### [TEXTE FOURNI]
####
M. le Président. Il n'y a plus d'orateurs inscrits; la Chambre ferme la discussion générale. On va passer à la discussion des articles. Art. 1er. « Les contributions foncière, personnelle et mobilière, des portes et fenêtres et des patentes, seront perçues pour 1833, en principal et centimes additionnels, conformément à l'état A ci-annexé.

« Le contingent de chaque département dans les contributions foncière, personnelle et mobilière et des portes et fenêtres, est fixé aux sommes portées dans les états B, nos 1, 2 et 3, annexés à la présente loi. »

M. de Podenas a présenté sur cet article un amendement qui est destiné à remplacer les articles 1, 2, 3 et 4 du projet par un article unique, ainsi conçu :

Les contributions foncière, personnelle et mobilière, des portes et fenêtres et des patentes seront perçues provisoirement pour le premier trimestre de l'année 1833, en principal et centimes additionnels, conformément à la loi du 21 avril 1832. Le recouvrement provisoire de ces contributions sera opéré sur les rôles de 1832, à concurrence des trois douzièmes de leur montant. Ces trois douzièmes ne seront pas exigés pour les cotes ou portions de cotes de 1832, dont les conseils de préfecture ont prononcé ou prononceront la décharge ou la réduction.

[ocr errors]

Si, au moment de l'émission des rôles de 1833, les acomptes payés provisoirement dépassaient le montant des douzièmes échus, l'excédent serait imputé sur les douzièmes à échoir. Dans le cas où le contribuable ne figurerait pas sur les rôles de 1833, les acomptes payés lui seraient immédiatement remboursés.

« Il ne sera pas délivré un nouvel avertissement aux contribuables, mais seulement une sommation gratis énonçant la date de la présente loi cette sommation sera renouvelée avant de commencer aucune poursuite.

« Seront perçus de la même manière, et sur les rôles de 1832, les droits de vérification des poids et mesures, les redevances sur les mines et la taxe additionnelle pour frais d'administration des bois des communes et établissements publics. "

M. de Podenas a la parole pour développer son amendement.

M. de Podenas. De tous les points de la France, un même vou se fait entendre, c'est de sortir enfin du provisoire. Nous l'accueillerons tous; et j'ai l'intime conviction que, dans cette enceinte, il ne s'élèvera pas une seule voix pour retarder davantage l'adoption de cette grande mesure d'ordre public. Aucun sacrifice ne coûtera à la Chambre pour y parvenir le plus promptement possible. Une seconde session qui suivrait immédiatement celle dans laquelle nous entrons, et où un second budget vous serait présenté, est l'unique moyen d'arriver à ce but.
####
### [MATÉRIEL EXTRAIT]
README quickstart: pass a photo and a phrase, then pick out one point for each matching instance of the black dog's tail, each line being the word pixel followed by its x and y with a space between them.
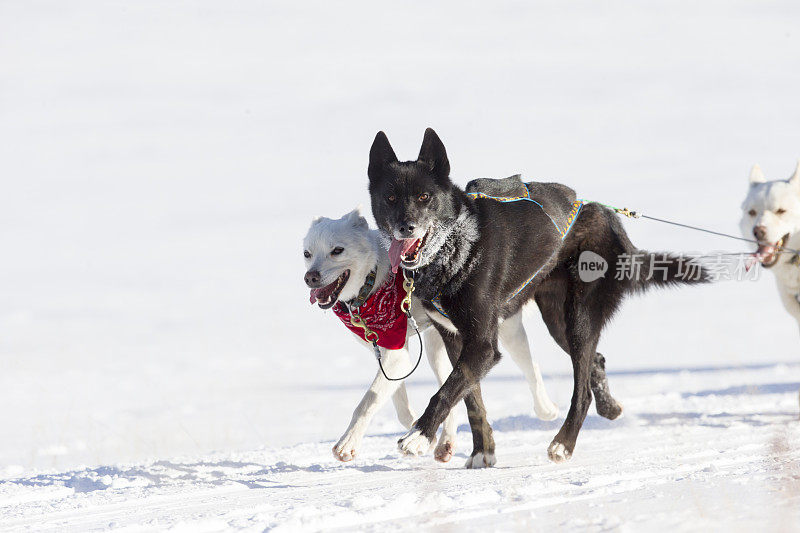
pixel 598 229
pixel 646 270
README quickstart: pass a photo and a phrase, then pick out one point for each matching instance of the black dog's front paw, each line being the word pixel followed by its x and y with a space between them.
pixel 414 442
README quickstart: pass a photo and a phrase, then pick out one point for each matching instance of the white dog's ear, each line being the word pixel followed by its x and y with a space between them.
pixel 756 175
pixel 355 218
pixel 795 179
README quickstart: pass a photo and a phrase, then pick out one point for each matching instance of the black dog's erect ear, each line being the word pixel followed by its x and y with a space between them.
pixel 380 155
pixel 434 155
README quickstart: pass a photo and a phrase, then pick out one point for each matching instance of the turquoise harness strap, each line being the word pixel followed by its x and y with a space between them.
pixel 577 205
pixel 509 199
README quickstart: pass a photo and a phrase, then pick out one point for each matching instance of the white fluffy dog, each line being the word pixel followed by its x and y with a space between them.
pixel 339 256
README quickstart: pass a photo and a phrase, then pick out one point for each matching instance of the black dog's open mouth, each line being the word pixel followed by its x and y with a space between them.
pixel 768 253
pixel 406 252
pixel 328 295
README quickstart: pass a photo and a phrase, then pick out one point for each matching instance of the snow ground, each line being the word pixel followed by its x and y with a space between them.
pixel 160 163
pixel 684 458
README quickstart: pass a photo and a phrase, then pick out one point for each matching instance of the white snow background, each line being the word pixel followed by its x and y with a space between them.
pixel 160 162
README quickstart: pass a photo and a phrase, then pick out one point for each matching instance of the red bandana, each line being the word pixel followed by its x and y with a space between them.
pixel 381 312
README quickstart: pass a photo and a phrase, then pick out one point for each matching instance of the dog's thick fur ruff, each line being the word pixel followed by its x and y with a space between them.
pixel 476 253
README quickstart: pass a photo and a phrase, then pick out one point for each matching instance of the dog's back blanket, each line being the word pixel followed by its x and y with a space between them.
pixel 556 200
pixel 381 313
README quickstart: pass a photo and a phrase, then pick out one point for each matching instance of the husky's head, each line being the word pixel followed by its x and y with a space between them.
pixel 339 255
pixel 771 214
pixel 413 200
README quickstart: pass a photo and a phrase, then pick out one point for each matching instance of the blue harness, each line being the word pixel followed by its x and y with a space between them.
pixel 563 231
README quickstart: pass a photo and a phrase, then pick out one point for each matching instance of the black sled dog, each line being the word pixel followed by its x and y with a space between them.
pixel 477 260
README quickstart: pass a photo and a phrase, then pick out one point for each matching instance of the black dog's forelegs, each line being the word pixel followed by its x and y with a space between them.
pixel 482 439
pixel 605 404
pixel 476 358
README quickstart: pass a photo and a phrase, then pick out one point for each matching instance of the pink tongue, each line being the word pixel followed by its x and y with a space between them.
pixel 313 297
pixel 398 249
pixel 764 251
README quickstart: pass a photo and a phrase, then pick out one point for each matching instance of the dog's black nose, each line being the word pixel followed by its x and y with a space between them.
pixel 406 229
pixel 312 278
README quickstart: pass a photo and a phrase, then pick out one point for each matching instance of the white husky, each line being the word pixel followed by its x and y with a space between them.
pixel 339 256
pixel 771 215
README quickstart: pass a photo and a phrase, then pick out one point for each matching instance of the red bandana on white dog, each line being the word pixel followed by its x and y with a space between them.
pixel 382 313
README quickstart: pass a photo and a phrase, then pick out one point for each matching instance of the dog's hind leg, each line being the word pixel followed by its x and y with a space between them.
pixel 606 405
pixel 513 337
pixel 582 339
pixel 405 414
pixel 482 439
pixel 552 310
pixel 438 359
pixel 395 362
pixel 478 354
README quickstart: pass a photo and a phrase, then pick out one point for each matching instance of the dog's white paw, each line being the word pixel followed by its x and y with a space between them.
####
### [EXERCICE 1]
Dans le texte fourni, comment résumer sous forme de liste le paragraphe qui commence par « Si, au moment de l'émission des rôles de 1833 », sans perdre ses faits principaux ?
### [EXERCICE 2]
Pourriez-vous poursuivre le texte fourni sur le débat des contributions de 1833 à partir de sa dernière phrase ?

### [RÉSULTAT ATTENDU 1]
- Si, à l'émission des rôles de 1833, les acomptes payés provisoirement dépassent le montant des douzièmes échus, l'excédent est imputé sur les douzièmes à échoir.
- Si le contribuable ne figure pas sur les rôles de 1833, ses acomptes lui sont immédiatement remboursés.

### [RÉSULTAT ATTENDU 2]
Pour faire un premier pas dans cette carrière, M. le ministre des finances a cru devoir vous proposer, au sujet de la demande des trois douzièmes provisoires, de voter instantanément les contributions directes pour toute l'année 1833, afin de pouvoir confectionner plus promptement les rôles de cet exercice. Je rends hommage à la loyauté et aux bonnes intentions de M. le ministre, quand il vient vous soumettre ce projet, et si je suis décidé à lui accorder les diverses demandes qu'il contient, il n'en est pas

de même pour ce qui est relatif au vote définitif des contributions directes, que je veux renvoyer, pour un plus mur examen, à l'époque du budget. Comme le dit lui-même M. le ministre, quelle que soit votre décision sur sa proposition, il aura toujours bien agi en provoquant une mesure d'ordre. Seulement, il aura pu s'en exagérer les avantages sans faire la part véritable de ses inconvéniens.

Sans doute, on ne saurait disconvenir de l'utilité qu'il y aurait à obtenir quelques mois plus tôt les rôles de 1833, de cesser ainsi de percevoir pendant quelques mois de plus les contributions sur les rôles de l'année précédente, et de hâter, par là, l'époque de comptes à faire avec les contribuables. Mais cet avantage isolé n'est-il pas trop chèrement acheté par les nombreux sacrifices qui sont le résultat du mode proposé?

Vous ne sauriez, sans aliéner vos plus importantes prérogatives, prendre un prétexte dans l'urgence des circonstances, pour adopter sans contrôle, sans un examen sérieux, la partie du revenu public qui tient aux contributions directes. Une des premières règles dans le système financier d'un pays est que l'état des dépenses définitives doit toujours être connu avant d'etablir les recettes, et ici on vous demanderait de procéder dans un cadre inverse d'idées, destructeur de tous les principes en cette matière. Depuis longtemps, les meilleurs esprits sont partagés sur la part plus ou moins grande qu'il importe de faire dans l'assiette de l'impôt aux contributions directes ou indirectes, et vous vous priveriez, par l'adoption du projet, de l'examen de cette grave question. Depuis longtemps, les méditations sont portées sur le point de savoir quelle est, parmi les quatre contributions directes, celle qui doit profiter le plus aux intérêts combines de l'Etat et du contribuable, et obtenir ainsi, proportionnellement à l'eventualité de ses produits, un chiffre plus ou moins large au budget. C'est encore là un point important que vous ne pourriez aborder.

Vous savez que la loi du 26 mars 1831 substitua l'impôt de quotité à l'impôt de répartition pour les contributions personnelle et mobilière et des portes et fenêtres, et que bientôt la loi du 21 avril dernier, que d'impérieuses circonstances forcèrent d'adopter sans examen pour la partie des recettes, rétablit l'impôt de repartition, en augmentant toutefois d'un chiffre très fort le principal, assigné autrefois à ces contributions. Des projets de loi annoncés indiquèrent qu'on croyait nécessaire d apporter plus tard des rectifications à ces operations.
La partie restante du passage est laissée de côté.